Your goal. Filter the records below for the word "metal". Keep each line that has it.

◆ ◆ ◆ ◆ ◆ ◆ ◆

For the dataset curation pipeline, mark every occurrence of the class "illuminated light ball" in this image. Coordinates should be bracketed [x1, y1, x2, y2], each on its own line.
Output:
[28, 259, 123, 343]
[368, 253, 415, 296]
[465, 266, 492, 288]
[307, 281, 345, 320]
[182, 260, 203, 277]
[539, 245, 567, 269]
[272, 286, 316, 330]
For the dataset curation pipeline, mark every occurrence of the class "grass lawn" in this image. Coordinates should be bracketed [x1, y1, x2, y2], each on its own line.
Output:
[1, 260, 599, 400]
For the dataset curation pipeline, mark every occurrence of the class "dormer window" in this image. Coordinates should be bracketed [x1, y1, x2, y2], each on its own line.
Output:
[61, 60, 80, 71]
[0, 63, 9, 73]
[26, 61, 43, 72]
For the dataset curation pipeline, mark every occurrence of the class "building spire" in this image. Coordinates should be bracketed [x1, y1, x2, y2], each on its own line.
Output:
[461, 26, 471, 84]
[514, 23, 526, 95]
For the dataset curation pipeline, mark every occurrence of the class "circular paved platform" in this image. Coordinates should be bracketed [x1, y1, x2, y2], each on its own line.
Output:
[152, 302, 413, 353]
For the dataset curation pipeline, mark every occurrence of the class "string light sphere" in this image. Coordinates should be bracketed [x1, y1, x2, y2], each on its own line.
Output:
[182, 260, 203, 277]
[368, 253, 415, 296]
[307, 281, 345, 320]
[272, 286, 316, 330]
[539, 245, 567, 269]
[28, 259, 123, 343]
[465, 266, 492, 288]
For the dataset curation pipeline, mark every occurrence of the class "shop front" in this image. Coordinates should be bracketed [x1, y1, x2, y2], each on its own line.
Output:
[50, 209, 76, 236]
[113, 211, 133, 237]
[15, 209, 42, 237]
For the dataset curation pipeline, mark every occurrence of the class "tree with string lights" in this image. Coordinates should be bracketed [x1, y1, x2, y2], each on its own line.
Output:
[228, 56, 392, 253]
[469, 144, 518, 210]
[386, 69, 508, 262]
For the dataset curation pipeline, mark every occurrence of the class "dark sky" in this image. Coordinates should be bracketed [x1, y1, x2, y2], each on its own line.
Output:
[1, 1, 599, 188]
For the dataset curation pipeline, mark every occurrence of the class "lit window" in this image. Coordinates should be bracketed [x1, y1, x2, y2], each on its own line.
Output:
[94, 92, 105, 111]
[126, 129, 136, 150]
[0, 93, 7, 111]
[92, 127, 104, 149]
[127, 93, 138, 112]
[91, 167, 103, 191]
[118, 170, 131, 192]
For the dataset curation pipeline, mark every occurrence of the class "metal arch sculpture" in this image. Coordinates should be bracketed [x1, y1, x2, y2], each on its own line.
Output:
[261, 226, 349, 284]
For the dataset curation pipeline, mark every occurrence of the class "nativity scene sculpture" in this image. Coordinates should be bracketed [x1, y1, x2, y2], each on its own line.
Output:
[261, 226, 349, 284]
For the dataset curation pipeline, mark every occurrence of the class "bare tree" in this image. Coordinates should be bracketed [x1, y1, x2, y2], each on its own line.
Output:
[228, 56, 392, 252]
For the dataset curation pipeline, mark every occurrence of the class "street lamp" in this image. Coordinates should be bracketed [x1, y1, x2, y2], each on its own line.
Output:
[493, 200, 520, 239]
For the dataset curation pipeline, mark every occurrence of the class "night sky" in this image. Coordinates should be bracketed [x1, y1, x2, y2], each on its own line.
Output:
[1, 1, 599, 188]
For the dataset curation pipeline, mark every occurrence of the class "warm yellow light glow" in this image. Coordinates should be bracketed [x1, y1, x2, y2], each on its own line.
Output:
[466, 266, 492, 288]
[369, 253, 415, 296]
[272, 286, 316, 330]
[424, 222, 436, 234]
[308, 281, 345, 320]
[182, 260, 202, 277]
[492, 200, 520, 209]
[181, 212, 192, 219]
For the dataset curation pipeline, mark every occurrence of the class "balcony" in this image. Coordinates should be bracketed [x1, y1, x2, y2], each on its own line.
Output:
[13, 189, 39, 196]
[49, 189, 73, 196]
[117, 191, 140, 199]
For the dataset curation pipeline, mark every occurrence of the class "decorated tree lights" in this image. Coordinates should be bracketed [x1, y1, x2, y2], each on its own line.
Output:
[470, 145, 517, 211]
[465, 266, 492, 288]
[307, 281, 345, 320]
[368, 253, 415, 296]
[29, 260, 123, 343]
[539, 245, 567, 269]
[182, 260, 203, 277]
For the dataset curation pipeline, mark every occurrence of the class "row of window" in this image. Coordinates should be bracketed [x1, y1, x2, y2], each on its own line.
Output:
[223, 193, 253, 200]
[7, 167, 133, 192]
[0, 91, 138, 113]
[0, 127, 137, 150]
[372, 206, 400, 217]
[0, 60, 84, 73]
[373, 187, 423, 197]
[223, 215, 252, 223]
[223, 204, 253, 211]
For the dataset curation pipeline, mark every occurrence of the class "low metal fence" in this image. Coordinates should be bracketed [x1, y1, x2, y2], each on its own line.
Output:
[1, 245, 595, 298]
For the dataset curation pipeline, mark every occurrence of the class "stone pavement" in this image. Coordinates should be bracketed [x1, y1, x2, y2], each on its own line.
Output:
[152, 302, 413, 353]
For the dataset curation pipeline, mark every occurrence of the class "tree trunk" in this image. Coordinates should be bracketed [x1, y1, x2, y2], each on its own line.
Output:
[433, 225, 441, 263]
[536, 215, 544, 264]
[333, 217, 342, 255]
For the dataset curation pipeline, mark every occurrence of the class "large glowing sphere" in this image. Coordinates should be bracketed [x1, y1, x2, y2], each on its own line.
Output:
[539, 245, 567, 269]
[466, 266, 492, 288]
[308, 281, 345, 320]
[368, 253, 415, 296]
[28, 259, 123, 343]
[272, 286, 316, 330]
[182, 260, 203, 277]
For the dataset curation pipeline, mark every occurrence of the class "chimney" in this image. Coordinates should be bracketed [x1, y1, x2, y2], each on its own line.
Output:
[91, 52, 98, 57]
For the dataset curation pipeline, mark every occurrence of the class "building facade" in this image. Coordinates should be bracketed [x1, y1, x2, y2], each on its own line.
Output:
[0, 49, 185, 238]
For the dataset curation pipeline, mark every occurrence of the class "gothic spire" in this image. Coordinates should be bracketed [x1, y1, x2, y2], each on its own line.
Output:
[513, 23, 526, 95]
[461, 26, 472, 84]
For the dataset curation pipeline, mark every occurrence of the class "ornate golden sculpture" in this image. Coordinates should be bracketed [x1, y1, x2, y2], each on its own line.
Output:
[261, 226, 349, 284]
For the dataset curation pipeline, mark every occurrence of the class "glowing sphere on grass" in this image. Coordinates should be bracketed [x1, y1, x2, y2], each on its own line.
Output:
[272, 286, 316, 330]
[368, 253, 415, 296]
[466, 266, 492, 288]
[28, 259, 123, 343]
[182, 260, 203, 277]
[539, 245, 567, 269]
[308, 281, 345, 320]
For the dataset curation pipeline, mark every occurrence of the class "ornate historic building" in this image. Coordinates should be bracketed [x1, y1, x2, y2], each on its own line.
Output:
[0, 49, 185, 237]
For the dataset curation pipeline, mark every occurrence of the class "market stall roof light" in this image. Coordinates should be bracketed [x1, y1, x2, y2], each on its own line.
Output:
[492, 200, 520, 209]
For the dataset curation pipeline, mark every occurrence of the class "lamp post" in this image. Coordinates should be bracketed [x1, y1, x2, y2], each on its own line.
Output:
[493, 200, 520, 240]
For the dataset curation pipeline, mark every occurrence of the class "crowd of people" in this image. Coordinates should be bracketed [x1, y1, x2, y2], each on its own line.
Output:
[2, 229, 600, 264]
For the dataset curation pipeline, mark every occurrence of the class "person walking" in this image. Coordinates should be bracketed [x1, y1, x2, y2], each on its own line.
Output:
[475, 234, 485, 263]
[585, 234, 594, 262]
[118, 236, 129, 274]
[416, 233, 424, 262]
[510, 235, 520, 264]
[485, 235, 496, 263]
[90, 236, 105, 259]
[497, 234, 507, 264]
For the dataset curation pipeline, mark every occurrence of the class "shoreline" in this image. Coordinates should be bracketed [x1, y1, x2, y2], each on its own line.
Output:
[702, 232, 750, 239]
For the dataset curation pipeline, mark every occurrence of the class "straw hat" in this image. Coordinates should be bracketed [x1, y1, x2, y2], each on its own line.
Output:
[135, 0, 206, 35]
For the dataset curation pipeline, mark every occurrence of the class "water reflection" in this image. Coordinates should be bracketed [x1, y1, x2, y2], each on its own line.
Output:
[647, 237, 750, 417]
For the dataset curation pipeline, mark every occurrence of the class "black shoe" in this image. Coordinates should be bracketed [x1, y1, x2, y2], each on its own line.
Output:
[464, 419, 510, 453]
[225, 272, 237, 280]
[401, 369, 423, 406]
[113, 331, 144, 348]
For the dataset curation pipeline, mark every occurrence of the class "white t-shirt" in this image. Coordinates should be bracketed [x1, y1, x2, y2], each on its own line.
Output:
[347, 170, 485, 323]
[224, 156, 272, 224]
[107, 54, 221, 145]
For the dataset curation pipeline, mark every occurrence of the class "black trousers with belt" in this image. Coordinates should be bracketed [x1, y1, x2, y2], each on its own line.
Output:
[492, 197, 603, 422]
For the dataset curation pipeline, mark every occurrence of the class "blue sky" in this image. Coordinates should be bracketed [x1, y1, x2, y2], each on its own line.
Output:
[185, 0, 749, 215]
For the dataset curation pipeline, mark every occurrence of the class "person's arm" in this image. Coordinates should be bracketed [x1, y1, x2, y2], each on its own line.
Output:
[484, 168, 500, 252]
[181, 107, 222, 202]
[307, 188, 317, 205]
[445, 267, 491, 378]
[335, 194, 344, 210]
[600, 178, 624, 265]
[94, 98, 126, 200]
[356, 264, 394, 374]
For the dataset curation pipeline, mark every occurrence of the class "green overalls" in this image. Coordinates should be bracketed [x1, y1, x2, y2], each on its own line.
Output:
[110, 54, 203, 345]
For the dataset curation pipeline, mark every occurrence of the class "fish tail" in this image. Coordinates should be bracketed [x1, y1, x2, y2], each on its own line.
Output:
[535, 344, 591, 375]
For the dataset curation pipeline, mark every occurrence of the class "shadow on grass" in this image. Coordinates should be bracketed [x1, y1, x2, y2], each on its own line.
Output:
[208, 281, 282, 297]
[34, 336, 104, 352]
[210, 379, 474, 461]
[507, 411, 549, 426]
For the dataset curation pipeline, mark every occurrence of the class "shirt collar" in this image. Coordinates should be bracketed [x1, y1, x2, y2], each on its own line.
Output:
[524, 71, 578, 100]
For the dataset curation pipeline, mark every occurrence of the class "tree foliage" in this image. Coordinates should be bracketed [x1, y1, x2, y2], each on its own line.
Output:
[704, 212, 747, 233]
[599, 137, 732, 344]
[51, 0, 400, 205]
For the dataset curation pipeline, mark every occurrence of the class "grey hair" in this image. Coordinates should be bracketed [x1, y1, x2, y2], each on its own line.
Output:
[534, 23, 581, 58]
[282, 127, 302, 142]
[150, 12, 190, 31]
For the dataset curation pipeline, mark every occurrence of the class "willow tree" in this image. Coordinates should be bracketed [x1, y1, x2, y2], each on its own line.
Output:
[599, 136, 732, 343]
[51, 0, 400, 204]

◆ ◆ ◆ ◆ ◆ ◆ ◆

Output of the exercise.
For the dataset curation pipeline, mark every occurrence of the class "metal arch sculpture" in this image. Coordinates should be bracketed [x1, y1, x2, y2], each on its own line.
For the dataset curation pipeline, mark every occurrence of the class "low metal fence" in this image. Coordinates should be bracketed [x1, y1, x2, y2], each on its own line.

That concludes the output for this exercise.